_Selected extract:_
-- begin --
DavieMinx · 04/05/2010 05:30

HI THERE,

I AM NEW TO THIS WEBSITE AND NOT YET A MUM MYSELF BUT I HOPE THAT AN EXPERIENCED MUM(S) CAN HELP/ ADVISE ME OVER THE FOLLOWING:

I WAS A LITTLE TAKEN ABACK WHEN I RANG MY SISTER LAST NIGHT AND HER 6 YEAR OLD BOY (MY NEPHEW) ANSWERED. WHEN I ASKED TO SPEAK TO HIS MUM, HE TOLD ME THAT 'MUM HAS GONE TO BED WITH BABY C AND SISTER B IS ALSO IN BED'. I ASKED WHY HE WAS UP WATCHING A DVD WHILE HIS MUM WAS IN BED AND HE SAID: "SHE SAID I WAS ALLOWED TO". I TRIED CALLING HER MOBILE BUT IT WAS TURNED OFF AND I DIDN'T WANT TO CAUSE TROUBLE FOR MY NEPHEW HAVING HIM WAKE HER TO COME DOWN TO THE PHONE (DUMB OF ME, PROBABLY!) . THIS IS THE SECOND TIME IN THE LAST 3 MONTHS THAT I HAVE CALLED, MY NEPHEW HAS ANSWERED AND TOLD ME THAT MY SISTER IS IN BED. THE 1ST TIME HE TRIED TO WAKE HER BUT SHE WAS SLEEPING TOO HEAVILY. SHE TOLD ME THAT IT WAS A ONE OFF THAT 1ST TIME.

MY BRO-IN-LAW WORKS NIGHT SHIFTS SO IT IS ONLY MY SISTER AT HOME WITH THE CHILDREN AS SOLE CARER TO THEIR 3 CHILDREN MONDAY-FRIDAY NIGHTS. THE 1ST TIME I TEXTED MY BRO-IN-LAW TO SAY I WAS A LITTLE WORRIED THAT MY SISTER COULD NOT BE STIRRED AWAKE BY MY NEPHEW WHEN I RANG. HIS REPLY WAS: "DON'T WORRY, SHE MAY HAVE TAKEN A SLEEPING TABLET."
-- end --
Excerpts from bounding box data
-- begin --
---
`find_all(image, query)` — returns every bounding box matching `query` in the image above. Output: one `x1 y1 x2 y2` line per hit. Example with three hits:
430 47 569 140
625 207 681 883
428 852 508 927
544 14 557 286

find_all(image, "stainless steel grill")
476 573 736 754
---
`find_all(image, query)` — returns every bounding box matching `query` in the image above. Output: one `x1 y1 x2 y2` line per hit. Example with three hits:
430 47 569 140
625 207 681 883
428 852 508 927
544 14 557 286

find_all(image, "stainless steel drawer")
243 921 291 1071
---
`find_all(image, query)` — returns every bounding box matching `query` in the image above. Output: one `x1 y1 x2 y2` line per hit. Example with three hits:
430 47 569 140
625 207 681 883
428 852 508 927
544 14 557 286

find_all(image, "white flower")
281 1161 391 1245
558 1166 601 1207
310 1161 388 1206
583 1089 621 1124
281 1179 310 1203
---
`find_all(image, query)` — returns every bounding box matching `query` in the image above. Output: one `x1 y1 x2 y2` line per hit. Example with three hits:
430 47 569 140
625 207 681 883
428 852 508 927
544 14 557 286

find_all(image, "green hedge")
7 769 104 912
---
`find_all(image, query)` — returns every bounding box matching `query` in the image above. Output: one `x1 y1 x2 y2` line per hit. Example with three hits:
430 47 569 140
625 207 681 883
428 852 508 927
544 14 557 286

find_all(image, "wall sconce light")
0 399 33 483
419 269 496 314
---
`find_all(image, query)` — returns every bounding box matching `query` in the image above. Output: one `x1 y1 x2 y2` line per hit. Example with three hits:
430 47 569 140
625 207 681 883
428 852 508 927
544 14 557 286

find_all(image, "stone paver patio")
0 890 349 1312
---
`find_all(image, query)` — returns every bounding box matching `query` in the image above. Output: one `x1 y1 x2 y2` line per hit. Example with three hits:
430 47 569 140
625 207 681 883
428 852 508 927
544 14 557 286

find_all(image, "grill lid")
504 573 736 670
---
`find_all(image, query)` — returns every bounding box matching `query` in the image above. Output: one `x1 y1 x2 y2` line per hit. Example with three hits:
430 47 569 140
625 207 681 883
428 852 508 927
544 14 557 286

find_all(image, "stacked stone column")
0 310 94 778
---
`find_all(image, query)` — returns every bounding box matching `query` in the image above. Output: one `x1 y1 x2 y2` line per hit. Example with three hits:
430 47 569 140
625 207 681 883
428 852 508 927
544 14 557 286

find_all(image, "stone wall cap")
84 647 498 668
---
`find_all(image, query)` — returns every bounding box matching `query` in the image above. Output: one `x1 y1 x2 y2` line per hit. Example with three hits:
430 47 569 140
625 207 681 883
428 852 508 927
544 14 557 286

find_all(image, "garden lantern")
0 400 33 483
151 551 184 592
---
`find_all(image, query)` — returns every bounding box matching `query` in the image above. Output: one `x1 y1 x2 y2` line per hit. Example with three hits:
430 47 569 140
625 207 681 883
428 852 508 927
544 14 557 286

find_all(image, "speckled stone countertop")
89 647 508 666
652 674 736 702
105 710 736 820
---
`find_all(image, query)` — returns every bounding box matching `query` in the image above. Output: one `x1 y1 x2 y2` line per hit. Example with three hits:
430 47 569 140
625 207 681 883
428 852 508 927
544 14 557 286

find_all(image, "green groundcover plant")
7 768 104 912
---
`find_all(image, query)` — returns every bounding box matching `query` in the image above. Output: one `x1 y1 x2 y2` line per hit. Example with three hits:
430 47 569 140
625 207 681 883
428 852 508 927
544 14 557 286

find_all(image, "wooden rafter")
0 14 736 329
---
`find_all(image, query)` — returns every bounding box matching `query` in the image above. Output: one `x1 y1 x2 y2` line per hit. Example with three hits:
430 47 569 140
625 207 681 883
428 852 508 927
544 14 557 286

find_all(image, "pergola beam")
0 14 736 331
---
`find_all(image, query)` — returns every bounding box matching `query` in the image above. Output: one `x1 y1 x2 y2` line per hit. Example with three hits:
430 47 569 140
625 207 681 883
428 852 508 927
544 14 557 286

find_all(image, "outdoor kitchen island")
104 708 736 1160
-- end --
_Task list:_
- 1) Name each night of the week on which, according to the forum post, the sister is the sole carer for the three children.
- 2) According to the forum post, what kind of shifts does the brother-in-law work?
- 3) Carry on the forum post about the sister from the point where it stops.
This data has no connection to the forum post.

_Exercise responses:_
- 1) Monday, Tuesday, Wednesday, Thursday, Friday

- 2) He works night shifts.

- 3)
I DESPAIRED WHEN I READ HIS REPLY BECAUSE HE WAS 20 MILES AWAY AT WORK, SHE HAD THE BABY IN THE BED WITH HER AND SHE CLEARLY WAS IN A VERY DEEP SLEEP, A TODDLER SLEEPING IN NEXT ROOM AND THEN MY 6 YEAR OLD NEPHEW COULD NOT WAKE HER. I RANG MY OTHER SISTER (WHO LIVES NEARBY) AND SHE DROVE OVER, LET HERSELF IN, AND GOT OUR NEPHEW BACK TO BED, FED THE BABY WHEN HE WOKE A LITTLE LATER AND RETURNED HIM TO HIS CRIB. THEN SHE WAITED UNTIL JUST BEFORE MY BRO-IN-LAW RETURNED FROM WORK (DIDN'T WAIT FOR HIS ARRIVAL AS HE WOULD HAVE GOT SHIRTY WITH HER AS HE DID NOT THINK IT WAS A PROBLEM?!).

I REALLY DON'T KNOW WHAT TO DO OR SAY FOR THE BEST. AT THE END OF THE DAY, THE SAFETY AND CARE OF THOSE CHILDREN IS THE PRIORITY IN ALL THIS. I KNOW THAT MY SISTER AND BRO-IN-LAW OFTEN STAY IN BED UNTIL ALMOST 12PM AT WEEKENDS WHEN MY NEPHEW (6) AND NIECE (ALMOST 3) GET UP EARLY. I PERSONALLY THINK THIS TO BE PLAIN AND SIMPLE IRRESPONSIBLE AND PURE LAZINESS ON THE PARTS OF MY SISTER AND HER HUSBAND. THEY ARE OLD ENOUGH TO KNOW BETTER AT AGED 30 AND 32!! SURELY AT LEAST ONE OF THEM SHOULD GET UP WITH THE CHILDREN AND FIX THEM BREAKFAST?! NOT HAVE A 6 YEAR OLD BOY (WITH ADHD) HAVE TO TEND TO HIS LITTLE SISTER??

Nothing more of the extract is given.